**Data provided**
[START]

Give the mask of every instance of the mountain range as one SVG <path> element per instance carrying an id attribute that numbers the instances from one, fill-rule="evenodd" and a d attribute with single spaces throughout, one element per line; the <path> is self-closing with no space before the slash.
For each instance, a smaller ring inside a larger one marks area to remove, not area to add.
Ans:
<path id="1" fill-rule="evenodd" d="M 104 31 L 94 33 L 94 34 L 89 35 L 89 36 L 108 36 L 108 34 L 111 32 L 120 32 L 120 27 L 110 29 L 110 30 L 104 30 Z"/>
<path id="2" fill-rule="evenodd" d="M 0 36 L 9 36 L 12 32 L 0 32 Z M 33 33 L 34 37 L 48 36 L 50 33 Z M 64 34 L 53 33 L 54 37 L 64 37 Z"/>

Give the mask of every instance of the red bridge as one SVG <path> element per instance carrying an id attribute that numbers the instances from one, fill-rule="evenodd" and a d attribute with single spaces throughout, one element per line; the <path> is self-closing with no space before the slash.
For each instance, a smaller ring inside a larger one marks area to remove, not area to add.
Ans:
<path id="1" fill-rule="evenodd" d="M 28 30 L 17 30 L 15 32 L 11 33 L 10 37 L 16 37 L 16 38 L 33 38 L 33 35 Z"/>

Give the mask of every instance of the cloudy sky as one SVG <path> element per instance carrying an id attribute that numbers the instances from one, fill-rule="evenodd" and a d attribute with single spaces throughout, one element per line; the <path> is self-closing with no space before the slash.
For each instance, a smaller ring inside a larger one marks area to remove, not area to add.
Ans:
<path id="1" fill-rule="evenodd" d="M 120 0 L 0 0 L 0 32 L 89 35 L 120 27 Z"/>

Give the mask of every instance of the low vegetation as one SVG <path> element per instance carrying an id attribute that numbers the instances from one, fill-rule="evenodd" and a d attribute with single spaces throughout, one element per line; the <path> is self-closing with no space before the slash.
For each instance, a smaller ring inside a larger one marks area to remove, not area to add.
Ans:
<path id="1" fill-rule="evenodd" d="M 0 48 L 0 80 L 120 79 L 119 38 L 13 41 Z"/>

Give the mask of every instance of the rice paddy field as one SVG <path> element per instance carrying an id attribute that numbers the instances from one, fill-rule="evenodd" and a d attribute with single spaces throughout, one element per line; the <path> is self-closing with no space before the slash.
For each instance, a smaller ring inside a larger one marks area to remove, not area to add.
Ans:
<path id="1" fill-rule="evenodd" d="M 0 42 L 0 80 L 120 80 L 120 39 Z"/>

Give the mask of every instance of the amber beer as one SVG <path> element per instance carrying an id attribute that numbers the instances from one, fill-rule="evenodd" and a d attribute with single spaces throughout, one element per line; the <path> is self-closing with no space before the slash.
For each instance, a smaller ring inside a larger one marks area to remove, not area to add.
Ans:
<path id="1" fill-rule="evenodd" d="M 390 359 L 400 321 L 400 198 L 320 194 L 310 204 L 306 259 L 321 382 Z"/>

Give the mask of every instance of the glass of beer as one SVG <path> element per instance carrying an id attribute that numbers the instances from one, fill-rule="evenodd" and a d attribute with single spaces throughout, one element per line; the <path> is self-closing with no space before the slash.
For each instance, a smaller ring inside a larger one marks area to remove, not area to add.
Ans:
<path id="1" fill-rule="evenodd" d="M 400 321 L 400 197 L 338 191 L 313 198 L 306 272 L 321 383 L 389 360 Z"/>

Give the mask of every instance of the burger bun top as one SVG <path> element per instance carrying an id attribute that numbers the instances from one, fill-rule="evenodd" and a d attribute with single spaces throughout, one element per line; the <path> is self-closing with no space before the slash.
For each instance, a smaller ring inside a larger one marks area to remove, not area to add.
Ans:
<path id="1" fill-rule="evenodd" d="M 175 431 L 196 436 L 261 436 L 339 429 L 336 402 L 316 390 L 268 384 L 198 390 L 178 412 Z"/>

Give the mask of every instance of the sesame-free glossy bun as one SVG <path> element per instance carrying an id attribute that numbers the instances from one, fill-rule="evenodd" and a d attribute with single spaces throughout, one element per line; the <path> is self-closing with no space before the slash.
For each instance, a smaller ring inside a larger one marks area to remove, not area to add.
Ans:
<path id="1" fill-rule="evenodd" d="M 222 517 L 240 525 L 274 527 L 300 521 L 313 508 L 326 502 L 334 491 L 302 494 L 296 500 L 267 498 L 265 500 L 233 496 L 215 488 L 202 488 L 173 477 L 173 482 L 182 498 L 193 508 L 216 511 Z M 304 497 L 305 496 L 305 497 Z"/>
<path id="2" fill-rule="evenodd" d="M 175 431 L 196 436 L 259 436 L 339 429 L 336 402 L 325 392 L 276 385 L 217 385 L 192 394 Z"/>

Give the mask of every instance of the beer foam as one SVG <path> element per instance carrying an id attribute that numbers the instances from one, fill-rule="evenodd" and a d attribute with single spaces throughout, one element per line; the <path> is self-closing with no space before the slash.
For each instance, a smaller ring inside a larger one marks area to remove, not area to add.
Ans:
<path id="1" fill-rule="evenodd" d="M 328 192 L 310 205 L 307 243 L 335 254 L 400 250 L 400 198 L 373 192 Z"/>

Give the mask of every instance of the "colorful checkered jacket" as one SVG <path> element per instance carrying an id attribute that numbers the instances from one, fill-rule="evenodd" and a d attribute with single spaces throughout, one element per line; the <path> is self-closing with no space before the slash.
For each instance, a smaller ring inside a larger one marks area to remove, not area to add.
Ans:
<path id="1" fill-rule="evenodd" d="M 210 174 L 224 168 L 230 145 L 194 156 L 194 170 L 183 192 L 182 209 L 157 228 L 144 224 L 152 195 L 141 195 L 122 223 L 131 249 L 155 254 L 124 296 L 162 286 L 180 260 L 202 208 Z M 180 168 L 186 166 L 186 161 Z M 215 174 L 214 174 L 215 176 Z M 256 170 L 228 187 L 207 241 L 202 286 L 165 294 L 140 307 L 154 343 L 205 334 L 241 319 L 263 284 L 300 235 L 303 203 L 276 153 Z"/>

[END]

**What you are asked to do**
Please switch "glossy" to "matte" in the lines from the one containing "Give the mask of every instance of the burger" to the one containing "196 436 L 259", both included, and give back only those lines with everything else unchanged.

**Correct answer**
Give the mask of every instance of the burger bun top as one SVG <path> element per instance carrying an id attribute that numbers the instances from one, fill-rule="evenodd" and a d attribute with single spaces throughout, one element per line; the <path> is self-closing with no space before the slash.
For each instance, a smaller ring inside a larger one marks area to remove, not area to add.
Ans:
<path id="1" fill-rule="evenodd" d="M 175 431 L 196 436 L 261 436 L 339 429 L 336 402 L 316 390 L 268 384 L 198 390 L 178 412 Z"/>

Give the mask of every instance of the sesame-free matte bun as one SVG <path> element per instance carrying an id attribute that numbers the instances from one, fill-rule="evenodd" and a d attribute with single spaces throughout, one element per line; the <path> is self-closing with no space before the slash.
For each instance, a smaller ring inside a larger one marks area to remove, not area to add.
Ans:
<path id="1" fill-rule="evenodd" d="M 222 517 L 240 525 L 274 527 L 300 521 L 313 508 L 326 502 L 334 491 L 302 494 L 296 500 L 267 498 L 265 500 L 233 496 L 215 488 L 202 488 L 173 477 L 173 482 L 182 498 L 193 508 L 216 511 Z M 304 497 L 305 496 L 305 497 Z"/>
<path id="2" fill-rule="evenodd" d="M 175 431 L 196 436 L 259 436 L 339 429 L 336 402 L 325 392 L 276 385 L 217 385 L 192 394 Z"/>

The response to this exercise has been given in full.